Document excerpt:
The Mudcat Café TM
Thread #121329   Message #2651487
Posted By: Don Firth
08-Jun-09 - 02:19 PM
Thread Name: To introduce songs, or not, and how?
Subject: RE: To introduce songs, or not, and how?
Circumstances.

If you are the only singer and you are singing four or five sets a night three nights in the same place for eighteen weeks in a row, and you have a high percentage of repeat clientele, you'd jolly well better keep your "act" flexible and varied. Add to this that, after that eighteen week gig is over, your next one is in a place two miles away and most of your audience follows you, and—well, you see why versatility is essential.

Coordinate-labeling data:

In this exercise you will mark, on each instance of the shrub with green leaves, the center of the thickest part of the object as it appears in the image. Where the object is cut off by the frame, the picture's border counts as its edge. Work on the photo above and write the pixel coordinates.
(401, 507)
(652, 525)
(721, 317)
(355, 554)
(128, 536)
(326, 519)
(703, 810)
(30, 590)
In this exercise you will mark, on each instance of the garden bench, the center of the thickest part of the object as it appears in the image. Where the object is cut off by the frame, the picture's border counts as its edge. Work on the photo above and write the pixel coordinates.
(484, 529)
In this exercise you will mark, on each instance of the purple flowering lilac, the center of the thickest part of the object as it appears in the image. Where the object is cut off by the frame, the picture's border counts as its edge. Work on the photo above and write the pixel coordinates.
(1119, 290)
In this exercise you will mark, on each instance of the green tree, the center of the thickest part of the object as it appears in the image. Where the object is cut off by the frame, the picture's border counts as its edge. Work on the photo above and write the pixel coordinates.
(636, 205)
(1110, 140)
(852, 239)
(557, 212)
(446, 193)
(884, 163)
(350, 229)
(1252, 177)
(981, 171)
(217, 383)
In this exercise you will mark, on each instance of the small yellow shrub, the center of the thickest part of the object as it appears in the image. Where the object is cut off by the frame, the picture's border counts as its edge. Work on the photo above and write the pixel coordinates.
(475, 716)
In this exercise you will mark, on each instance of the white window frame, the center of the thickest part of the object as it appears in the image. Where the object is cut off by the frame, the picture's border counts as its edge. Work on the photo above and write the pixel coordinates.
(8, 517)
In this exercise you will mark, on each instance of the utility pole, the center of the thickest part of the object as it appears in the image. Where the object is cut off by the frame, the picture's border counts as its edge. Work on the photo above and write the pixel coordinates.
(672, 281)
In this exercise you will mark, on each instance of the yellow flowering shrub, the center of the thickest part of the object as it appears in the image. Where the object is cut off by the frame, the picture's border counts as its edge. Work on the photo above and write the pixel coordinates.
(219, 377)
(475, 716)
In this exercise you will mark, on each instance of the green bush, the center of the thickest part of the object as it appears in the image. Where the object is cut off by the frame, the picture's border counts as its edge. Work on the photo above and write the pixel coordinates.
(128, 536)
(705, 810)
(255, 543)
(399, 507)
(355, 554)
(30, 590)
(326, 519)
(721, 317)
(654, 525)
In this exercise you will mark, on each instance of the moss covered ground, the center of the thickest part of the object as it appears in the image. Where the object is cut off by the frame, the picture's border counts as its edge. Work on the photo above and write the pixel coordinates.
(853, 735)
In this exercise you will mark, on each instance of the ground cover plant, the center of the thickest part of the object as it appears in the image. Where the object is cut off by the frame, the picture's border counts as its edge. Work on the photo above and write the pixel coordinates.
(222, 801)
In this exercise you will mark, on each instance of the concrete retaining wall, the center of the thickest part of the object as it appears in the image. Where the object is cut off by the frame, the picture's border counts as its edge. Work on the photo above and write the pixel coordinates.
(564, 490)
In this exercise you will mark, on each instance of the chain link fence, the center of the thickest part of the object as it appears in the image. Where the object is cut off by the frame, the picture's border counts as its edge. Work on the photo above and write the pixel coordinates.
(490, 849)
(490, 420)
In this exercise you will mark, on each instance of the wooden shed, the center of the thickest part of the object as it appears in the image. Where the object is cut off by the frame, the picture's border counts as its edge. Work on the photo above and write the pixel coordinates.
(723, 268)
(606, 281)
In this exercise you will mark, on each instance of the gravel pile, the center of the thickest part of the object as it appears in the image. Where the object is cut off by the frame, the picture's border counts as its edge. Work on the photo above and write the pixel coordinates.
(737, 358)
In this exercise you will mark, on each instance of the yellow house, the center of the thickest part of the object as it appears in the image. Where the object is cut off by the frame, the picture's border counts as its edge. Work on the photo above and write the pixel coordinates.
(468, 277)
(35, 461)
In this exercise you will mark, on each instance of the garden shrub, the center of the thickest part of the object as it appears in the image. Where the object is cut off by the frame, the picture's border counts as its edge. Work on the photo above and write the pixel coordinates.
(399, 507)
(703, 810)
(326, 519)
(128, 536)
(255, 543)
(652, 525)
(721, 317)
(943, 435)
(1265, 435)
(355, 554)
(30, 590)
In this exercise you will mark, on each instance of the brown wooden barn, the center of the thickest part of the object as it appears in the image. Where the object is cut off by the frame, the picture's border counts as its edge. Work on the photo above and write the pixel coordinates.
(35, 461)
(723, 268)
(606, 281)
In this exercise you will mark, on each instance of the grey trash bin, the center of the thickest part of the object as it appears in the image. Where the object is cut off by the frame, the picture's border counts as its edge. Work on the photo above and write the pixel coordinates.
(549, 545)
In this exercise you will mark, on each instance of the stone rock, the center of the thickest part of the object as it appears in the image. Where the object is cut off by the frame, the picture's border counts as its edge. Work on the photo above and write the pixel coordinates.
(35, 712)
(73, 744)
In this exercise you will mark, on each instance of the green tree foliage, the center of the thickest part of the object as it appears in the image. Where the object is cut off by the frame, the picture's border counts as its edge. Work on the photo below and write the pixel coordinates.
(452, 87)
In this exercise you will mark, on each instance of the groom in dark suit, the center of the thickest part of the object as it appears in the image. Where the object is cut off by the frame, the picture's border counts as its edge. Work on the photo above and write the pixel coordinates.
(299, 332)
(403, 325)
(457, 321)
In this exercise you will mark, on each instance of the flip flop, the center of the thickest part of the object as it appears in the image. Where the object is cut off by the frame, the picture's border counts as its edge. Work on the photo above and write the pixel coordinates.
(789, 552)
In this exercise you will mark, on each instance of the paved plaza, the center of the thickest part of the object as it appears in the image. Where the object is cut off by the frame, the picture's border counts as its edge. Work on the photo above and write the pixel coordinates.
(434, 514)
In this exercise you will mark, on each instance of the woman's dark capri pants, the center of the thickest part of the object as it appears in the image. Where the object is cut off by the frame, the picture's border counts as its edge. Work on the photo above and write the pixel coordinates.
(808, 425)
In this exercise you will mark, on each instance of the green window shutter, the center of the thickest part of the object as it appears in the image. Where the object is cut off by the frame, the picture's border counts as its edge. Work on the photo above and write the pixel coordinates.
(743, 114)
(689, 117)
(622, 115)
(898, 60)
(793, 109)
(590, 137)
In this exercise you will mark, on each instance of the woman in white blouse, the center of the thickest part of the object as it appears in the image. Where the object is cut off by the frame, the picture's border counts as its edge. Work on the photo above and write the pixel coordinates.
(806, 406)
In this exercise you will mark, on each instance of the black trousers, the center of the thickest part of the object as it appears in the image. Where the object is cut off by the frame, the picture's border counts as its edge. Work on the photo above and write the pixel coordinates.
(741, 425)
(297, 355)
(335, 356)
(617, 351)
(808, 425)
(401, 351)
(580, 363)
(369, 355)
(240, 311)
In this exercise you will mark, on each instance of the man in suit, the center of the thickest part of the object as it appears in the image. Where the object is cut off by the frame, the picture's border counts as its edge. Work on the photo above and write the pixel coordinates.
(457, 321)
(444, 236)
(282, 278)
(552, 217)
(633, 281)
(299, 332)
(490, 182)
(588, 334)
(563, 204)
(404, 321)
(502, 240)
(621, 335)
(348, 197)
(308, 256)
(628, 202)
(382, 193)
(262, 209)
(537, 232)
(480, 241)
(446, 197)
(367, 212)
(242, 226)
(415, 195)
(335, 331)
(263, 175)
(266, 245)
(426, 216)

Actions to take:
(a) Answer these questions from the forum post on introducing songs:
(i) Who posted the message, and on what date?
(ii) How many weeks does the gig described in the post last?
(iii) How far away is the place of the next gig?
(b) Write the next part of the forum post on introducing songs, beginning after its final sentence.
The items are separate material with no connection to the forum post on introducing songs.

Responses to the exercise:
(a)
(i) Don Firth, on 08-Jun-09.
(ii) Eighteen weeks.
(iii) Two miles away.

(b)
In 1959, Bob Nelson and I were "barnstorming" in the San Francisco Bay area, and while we were there, we saw some of the "big name acts," the ones that were responsible for the "Great Folk Scare." We actually saw the first professional gig of The Smothers Brothers at The Purple Onion. They did the same songs with the same well-rehearsed intros every night they sang. But—they didn't have that much repeat business. The Purple Onion, like The Hungry i, and other North Beach clubs that were featuring "folk music" (actually, comedy acts using folk songs as a vehicle for their humor) were primarily tourist attractions. Tourists would go to The Purple Onion one evening to hear the Smothers Brothers, to the Hungry i the following evening to hear The Limeliters, then someplace else to hear stand-up comic Phyllis Diller.   Little repeat business, new audiences every night.

Later, when the Smothers Brothers records started coming out, they did the same routines that Bob and I had heard word for word. Then, a few years later, when they got their own television show—yep, the exact same stuff.

That's what people expected from them and that's what they wanted.

I was not a comedy act. In fact, I had a small reputation as being something of an academic as well as an entertainer; yes, an "entertainer," but I don't think that made me any less a singer of folk songs and ballads. But reputation as a bit of a scholar notwithstanding, I kept my intros (it any) short, informative, and varied.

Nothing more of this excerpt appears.